> **SEITENAUSZUG**
-------------------------

FDP: Meinungsumschwung:Lindner wackelt - Merkel murrt

Umschwung in der Steuersenkungspartei? FDP-Generalsekretär Lindner rückt von der umstrittenen Hotel-Steuer ab. Kanzlerin Merkel will jedoch daran festhalten - und warnt vor neuem Krach in der Koalition.

Es war der erste Sündenfall der FDP. Die Partei geriet in schweres Fahrwasser und konnte sich seitdem nicht mehr daraus befreien: Der Entschluss zusammen mit der Union die Mehrwertsteuer für Hotels von 19 Prozent auf den ermäßigten Satz von sieben Prozent zu senken, stieß Anfang des Jahres vor allem in der Bevölkerung, aber auch in den eigenen Reihen auf großes Unverständnis. Der Vorwurf der Klientelpolitik wurde laut, vor allem weil Guido Westerwelles FDP die milliardenschwere Steuerentlastung federführend und mit großer Anstrengung durchgeboxt hatte. Mit dem Vorwurf kämpfen die Liberalen bis heute.

Lindner bewertet Hotel-Steuer als Fehler

Der Entschluss von Union und FDP, die Mehrwertsteuer für die Hotelbranche zu senken, war heftig umstritten. FDP-Generalsekretär Christian Lindner bewertet jetzt die Hotel-Steuer als Fehler - und fordert eine Reform des gesamten Umsatzsteuersystems.

-------------------------

> **DIE AUFGABE**
Schreiben Sie aus dem Artikel über die Hotel-Steuer den Abschnitt von „FDP: Meinungsumschwung:Lindner wackelt“ bis „die Liberalen bis heute.“ wortgetreu ab.

-------------------------

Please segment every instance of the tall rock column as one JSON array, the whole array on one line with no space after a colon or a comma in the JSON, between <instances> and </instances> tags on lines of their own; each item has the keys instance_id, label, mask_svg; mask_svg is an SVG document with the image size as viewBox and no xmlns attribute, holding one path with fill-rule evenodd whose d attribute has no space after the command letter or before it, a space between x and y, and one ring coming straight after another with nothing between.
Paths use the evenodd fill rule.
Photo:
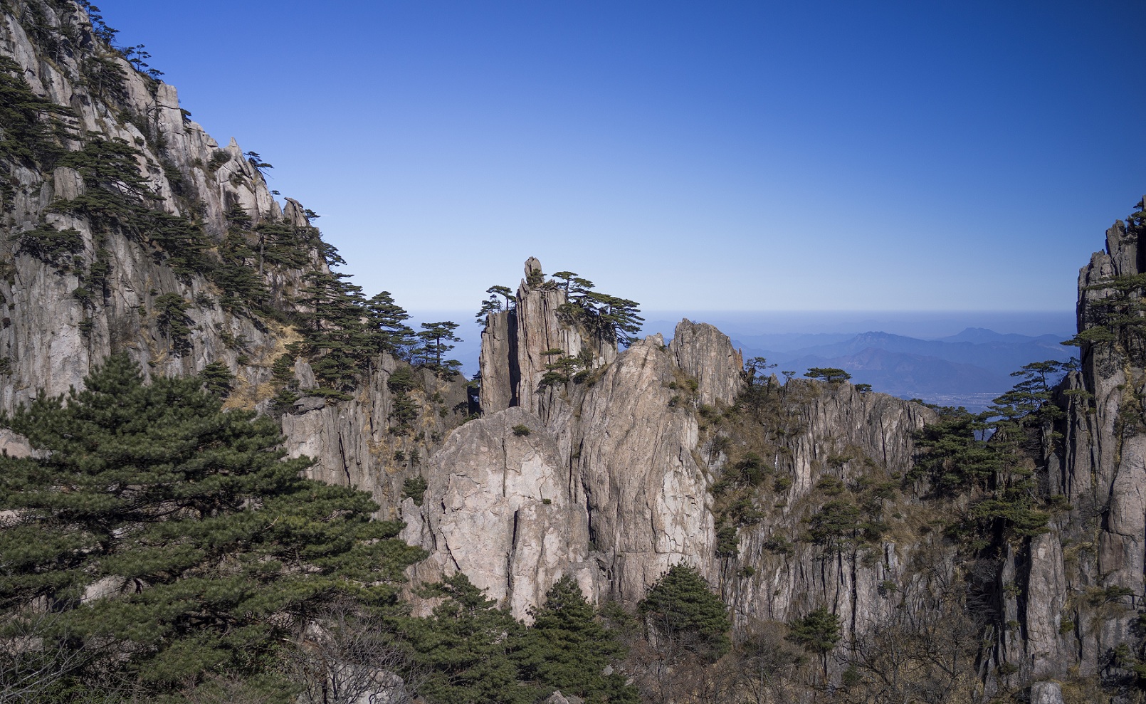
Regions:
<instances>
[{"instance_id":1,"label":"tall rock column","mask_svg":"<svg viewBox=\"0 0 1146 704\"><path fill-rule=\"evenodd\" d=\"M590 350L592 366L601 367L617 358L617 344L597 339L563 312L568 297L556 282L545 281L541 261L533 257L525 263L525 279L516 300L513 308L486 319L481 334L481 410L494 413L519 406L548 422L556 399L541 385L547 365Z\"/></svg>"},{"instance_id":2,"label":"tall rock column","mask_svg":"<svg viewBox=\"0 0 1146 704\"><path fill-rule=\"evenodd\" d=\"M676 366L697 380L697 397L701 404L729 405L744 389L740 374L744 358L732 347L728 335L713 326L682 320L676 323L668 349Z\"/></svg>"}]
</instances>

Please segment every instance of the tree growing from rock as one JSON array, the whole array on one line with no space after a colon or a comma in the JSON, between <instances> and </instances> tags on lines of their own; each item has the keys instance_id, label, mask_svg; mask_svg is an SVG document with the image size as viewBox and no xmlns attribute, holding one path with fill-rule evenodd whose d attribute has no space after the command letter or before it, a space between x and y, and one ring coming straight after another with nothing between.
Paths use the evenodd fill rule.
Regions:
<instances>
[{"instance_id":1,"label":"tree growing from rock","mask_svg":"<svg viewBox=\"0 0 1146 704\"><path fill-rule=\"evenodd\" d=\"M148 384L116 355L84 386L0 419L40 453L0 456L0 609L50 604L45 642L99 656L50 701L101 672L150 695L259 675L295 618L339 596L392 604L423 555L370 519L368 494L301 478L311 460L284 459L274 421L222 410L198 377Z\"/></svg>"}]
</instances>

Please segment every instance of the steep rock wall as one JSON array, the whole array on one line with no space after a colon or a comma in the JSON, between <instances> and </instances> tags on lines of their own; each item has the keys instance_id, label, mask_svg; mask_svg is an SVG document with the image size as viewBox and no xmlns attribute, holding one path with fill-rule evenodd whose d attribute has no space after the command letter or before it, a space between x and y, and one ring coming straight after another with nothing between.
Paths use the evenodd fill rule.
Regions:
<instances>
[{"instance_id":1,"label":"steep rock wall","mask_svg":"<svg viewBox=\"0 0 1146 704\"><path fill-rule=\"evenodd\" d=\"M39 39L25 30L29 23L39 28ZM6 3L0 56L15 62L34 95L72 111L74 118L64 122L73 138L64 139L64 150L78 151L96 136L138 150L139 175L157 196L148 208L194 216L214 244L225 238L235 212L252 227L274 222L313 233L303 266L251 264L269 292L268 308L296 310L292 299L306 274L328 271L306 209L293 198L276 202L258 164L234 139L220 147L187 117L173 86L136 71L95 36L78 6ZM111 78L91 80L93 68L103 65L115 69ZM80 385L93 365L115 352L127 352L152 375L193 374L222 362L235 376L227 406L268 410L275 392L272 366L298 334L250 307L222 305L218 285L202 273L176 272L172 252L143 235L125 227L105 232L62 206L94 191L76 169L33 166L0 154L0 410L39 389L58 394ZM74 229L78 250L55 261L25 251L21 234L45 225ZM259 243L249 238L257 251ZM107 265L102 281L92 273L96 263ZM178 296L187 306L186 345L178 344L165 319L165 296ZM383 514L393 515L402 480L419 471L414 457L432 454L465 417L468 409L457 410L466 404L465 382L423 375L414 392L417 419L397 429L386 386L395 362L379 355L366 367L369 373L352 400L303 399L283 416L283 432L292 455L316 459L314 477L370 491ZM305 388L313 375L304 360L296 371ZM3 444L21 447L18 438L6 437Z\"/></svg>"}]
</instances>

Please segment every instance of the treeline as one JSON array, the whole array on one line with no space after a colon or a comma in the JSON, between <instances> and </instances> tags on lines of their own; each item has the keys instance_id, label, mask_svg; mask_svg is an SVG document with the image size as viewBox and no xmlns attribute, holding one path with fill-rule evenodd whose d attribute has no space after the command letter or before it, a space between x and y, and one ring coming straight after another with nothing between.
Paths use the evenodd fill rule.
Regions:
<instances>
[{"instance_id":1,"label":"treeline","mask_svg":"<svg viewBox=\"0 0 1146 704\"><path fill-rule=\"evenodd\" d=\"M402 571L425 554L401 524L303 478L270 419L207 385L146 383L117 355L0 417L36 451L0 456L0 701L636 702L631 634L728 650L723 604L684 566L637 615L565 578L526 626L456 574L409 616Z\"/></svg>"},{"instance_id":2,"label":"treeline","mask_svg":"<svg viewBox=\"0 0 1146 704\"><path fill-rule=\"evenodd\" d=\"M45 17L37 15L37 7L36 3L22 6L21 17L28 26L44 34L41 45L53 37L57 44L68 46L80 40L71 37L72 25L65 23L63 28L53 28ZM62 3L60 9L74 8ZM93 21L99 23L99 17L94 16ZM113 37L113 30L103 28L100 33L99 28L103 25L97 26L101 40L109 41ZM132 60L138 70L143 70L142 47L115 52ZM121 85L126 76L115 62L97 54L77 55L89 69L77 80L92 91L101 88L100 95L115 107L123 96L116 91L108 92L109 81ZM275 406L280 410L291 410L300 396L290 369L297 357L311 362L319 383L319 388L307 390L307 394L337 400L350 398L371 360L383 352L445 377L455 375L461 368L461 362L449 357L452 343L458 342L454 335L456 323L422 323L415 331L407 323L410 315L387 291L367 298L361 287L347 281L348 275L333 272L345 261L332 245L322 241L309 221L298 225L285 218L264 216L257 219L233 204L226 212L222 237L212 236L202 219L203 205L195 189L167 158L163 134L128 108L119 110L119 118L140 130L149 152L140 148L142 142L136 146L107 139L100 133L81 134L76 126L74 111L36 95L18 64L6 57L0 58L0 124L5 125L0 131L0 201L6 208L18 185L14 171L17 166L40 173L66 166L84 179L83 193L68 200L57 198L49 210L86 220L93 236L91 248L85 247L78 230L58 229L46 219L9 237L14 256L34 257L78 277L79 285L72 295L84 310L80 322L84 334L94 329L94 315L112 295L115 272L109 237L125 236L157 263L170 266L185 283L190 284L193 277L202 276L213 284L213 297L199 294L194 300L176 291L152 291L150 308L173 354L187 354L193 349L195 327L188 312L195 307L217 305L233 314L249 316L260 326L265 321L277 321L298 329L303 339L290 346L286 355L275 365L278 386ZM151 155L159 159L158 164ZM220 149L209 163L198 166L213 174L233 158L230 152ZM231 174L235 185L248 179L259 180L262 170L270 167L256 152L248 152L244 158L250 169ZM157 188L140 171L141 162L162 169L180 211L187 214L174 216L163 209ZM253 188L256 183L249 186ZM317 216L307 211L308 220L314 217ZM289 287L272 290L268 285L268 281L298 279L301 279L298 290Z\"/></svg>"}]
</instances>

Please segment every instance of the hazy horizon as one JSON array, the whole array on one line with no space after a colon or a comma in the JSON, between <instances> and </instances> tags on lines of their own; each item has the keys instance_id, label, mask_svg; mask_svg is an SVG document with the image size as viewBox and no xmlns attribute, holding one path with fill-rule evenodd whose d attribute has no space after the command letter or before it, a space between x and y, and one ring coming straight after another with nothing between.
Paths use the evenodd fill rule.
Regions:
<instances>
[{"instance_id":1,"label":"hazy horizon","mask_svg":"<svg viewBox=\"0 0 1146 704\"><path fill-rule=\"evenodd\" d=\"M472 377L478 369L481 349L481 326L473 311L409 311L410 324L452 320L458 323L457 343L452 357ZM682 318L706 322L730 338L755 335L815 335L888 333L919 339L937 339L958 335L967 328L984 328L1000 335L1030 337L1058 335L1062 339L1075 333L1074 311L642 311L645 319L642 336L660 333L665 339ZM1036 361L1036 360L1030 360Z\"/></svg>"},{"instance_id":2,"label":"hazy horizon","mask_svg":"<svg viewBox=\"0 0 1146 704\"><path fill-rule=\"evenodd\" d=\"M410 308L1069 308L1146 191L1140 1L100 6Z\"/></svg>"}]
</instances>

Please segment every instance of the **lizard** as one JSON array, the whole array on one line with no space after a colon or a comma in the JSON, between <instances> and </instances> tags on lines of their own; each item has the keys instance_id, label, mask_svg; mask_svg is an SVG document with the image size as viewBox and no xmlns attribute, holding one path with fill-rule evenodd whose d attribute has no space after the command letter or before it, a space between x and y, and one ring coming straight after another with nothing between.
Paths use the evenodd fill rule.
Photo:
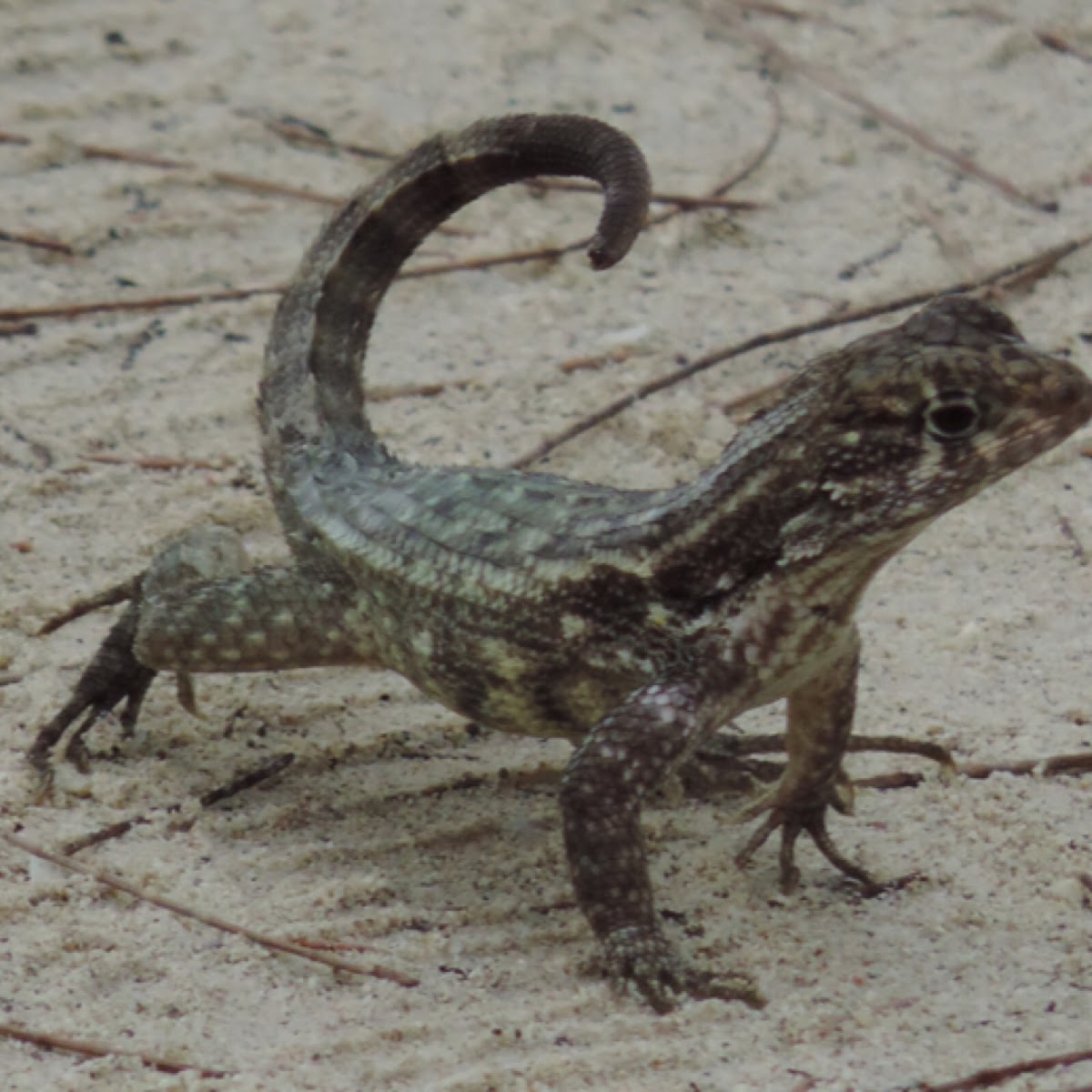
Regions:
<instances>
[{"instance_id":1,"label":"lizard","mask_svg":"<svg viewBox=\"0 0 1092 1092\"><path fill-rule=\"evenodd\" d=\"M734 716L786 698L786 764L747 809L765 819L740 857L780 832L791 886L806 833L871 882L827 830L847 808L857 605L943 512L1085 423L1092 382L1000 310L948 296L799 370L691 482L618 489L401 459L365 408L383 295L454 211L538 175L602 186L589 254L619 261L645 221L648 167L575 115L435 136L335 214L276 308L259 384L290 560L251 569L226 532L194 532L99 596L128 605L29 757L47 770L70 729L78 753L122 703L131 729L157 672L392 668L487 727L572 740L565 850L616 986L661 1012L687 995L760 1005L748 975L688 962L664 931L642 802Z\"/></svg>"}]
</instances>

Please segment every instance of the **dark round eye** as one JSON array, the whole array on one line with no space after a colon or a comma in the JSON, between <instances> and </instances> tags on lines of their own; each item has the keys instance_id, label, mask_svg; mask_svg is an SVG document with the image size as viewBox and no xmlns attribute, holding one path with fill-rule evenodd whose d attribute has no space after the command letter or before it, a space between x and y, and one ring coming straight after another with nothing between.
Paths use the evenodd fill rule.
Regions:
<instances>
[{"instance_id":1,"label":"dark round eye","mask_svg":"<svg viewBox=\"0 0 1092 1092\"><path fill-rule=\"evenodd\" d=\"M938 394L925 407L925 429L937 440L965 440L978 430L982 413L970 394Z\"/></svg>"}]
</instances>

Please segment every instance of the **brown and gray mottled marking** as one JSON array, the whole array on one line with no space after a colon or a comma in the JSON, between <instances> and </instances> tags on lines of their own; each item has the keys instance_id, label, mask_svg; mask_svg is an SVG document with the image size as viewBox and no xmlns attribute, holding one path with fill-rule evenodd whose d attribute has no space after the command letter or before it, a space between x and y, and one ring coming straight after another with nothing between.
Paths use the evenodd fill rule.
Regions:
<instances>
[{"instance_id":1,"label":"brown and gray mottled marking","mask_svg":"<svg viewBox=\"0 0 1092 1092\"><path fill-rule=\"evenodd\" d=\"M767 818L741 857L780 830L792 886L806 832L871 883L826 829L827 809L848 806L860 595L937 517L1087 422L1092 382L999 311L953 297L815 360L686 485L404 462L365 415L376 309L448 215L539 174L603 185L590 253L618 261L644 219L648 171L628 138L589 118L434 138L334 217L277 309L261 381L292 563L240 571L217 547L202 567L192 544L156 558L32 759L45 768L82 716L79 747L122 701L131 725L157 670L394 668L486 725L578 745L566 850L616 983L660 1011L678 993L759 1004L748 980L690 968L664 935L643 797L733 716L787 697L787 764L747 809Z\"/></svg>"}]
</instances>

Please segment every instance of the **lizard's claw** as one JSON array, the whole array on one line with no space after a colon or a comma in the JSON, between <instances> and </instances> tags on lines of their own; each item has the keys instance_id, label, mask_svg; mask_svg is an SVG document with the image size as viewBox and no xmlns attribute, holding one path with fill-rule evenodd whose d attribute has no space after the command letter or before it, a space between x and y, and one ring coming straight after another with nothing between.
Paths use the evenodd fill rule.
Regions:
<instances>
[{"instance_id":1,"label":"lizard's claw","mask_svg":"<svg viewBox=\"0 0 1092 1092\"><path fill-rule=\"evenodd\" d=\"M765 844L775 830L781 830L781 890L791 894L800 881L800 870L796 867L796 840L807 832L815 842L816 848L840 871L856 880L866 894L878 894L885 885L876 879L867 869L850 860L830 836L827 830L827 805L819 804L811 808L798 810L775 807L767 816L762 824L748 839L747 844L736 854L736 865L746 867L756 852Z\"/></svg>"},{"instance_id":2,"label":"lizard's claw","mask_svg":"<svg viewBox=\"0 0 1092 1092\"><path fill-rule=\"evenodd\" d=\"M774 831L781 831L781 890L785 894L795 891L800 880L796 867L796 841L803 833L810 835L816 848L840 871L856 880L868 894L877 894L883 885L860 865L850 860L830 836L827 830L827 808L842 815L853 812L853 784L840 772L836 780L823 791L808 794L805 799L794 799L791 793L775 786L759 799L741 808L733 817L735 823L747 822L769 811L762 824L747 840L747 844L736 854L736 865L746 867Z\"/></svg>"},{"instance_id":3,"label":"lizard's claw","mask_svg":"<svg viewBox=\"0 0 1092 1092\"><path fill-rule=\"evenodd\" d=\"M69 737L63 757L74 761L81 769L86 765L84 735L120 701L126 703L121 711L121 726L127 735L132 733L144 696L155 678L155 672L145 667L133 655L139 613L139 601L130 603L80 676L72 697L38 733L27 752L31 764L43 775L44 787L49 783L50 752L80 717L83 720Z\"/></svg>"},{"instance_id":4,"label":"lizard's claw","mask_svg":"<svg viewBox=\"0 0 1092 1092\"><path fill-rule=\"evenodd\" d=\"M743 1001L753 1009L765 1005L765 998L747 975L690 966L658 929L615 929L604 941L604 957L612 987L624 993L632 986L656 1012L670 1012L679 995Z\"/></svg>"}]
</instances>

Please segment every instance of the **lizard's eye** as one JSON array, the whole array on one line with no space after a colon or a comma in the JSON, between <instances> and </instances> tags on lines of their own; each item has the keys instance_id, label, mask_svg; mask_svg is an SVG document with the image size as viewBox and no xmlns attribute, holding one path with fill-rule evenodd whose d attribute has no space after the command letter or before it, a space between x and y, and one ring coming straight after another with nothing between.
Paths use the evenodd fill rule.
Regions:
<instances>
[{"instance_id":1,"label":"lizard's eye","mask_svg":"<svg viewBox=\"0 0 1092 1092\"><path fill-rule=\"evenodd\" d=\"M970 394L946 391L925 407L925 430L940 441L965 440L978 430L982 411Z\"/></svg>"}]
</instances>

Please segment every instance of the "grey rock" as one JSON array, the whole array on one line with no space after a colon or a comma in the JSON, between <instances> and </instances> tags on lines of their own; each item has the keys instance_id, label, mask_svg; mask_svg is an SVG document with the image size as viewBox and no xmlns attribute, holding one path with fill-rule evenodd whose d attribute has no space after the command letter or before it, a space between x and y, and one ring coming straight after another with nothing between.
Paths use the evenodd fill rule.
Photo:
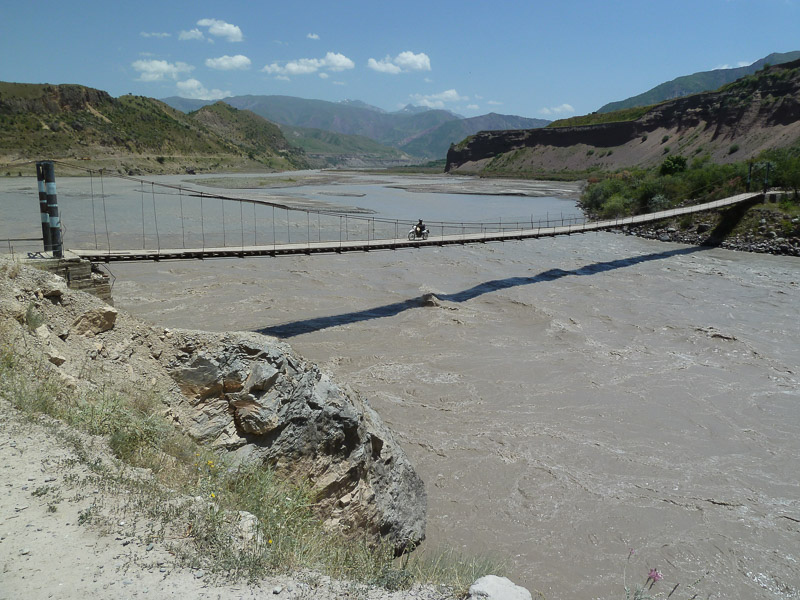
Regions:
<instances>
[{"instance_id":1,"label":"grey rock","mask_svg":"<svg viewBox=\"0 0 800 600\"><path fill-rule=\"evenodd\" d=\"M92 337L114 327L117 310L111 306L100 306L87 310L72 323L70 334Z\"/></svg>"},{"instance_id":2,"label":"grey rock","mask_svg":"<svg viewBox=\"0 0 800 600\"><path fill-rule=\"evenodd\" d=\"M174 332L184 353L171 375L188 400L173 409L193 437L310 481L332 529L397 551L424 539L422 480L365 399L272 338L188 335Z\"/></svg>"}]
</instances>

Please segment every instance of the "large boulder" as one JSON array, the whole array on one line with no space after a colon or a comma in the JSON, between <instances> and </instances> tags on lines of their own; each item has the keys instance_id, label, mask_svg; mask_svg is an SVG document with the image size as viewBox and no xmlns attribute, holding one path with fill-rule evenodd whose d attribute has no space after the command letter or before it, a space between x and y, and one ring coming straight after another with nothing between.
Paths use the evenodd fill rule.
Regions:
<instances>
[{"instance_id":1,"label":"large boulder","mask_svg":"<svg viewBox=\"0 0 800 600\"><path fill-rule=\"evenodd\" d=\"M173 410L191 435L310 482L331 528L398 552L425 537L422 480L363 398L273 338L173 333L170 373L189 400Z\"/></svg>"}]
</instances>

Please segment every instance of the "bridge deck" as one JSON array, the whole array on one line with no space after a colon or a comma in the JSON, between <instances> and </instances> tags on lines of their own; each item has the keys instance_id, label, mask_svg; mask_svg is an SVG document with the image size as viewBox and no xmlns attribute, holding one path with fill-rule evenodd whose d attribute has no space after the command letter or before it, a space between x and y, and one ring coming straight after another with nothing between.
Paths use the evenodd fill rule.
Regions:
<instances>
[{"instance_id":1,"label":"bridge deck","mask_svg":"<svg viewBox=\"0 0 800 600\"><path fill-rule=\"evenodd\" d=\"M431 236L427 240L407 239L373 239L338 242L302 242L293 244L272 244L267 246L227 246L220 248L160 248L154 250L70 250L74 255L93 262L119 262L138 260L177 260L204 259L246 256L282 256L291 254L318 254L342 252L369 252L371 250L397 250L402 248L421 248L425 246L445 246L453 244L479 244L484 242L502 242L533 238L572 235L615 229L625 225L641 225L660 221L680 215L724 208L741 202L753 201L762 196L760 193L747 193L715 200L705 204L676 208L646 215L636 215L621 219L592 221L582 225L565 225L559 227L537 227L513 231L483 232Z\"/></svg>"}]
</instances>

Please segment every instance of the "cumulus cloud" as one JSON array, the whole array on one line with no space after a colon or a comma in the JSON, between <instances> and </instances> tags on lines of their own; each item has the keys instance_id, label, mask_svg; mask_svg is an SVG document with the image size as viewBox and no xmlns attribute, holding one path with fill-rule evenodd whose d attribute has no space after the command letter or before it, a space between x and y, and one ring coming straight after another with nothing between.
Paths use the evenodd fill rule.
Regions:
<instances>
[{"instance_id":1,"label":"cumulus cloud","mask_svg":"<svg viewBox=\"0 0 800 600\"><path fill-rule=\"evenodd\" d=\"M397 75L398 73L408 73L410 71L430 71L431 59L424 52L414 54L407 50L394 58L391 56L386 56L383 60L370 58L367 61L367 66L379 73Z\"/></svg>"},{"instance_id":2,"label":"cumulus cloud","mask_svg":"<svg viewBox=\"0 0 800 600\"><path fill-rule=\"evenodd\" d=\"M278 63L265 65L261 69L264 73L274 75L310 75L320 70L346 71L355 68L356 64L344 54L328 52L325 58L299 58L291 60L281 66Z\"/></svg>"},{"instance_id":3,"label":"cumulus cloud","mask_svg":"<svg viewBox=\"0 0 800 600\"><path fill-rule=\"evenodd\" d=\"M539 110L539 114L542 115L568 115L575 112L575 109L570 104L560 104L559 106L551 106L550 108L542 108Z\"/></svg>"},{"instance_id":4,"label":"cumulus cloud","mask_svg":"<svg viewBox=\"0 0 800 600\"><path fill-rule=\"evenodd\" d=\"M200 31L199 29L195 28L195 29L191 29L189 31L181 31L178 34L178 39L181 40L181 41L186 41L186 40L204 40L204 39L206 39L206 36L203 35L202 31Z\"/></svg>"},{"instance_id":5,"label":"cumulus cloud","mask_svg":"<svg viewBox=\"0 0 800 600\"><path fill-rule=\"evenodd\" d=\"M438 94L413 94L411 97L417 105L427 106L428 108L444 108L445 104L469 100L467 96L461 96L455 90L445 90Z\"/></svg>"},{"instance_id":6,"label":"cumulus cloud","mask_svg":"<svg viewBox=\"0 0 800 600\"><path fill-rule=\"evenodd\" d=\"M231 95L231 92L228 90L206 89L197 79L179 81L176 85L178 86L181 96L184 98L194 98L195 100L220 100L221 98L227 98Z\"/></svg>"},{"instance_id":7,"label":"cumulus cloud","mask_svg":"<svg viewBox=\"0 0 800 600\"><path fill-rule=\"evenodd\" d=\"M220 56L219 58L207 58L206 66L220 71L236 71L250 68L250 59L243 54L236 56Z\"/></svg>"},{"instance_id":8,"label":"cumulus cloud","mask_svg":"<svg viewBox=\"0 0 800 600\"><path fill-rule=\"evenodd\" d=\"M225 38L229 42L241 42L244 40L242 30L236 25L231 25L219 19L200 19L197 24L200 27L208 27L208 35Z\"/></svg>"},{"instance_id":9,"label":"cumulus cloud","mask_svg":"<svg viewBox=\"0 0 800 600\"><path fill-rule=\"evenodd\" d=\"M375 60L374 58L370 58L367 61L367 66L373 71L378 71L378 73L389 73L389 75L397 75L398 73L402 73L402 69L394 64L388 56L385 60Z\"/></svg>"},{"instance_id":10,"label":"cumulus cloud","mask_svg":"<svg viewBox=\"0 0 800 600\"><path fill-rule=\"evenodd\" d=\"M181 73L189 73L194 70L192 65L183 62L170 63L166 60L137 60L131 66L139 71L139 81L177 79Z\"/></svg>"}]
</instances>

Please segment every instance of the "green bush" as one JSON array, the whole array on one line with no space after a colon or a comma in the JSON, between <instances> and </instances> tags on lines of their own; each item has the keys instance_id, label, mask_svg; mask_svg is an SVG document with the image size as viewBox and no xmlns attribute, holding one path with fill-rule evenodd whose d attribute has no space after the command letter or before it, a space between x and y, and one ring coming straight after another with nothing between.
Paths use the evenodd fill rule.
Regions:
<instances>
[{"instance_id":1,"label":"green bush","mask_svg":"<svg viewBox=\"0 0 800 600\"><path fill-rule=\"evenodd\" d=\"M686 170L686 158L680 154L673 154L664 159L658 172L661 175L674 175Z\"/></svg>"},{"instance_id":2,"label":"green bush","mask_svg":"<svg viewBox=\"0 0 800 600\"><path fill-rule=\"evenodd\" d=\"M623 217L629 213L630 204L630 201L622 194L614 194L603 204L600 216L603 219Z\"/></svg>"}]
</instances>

-------------------------

> **RICHTIGE ANTWORT**
FDP: Meinungsumschwung:Lindner wackelt - Merkel murrt

Umschwung in der Steuersenkungspartei? FDP-Generalsekretär Lindner rückt von der umstrittenen Hotel-Steuer ab. Kanzlerin Merkel will jedoch daran festhalten - und warnt vor neuem Krach in der Koalition.

Es war der erste Sündenfall der FDP. Die Partei geriet in schweres Fahrwasser und konnte sich seitdem nicht mehr daraus befreien: Der Entschluss zusammen mit der Union die Mehrwertsteuer für Hotels von 19 Prozent auf den ermäßigten Satz von sieben Prozent zu senken, stieß Anfang des Jahres vor allem in der Bevölkerung, aber auch in den eigenen Reihen auf großes Unverständnis. Der Vorwurf der Klientelpolitik wurde laut, vor allem weil Guido Westerwelles FDP die milliardenschwere Steuerentlastung federführend und mit großer Anstrengung durchgeboxt hatte. Mit dem Vorwurf kämpfen die Liberalen bis heute.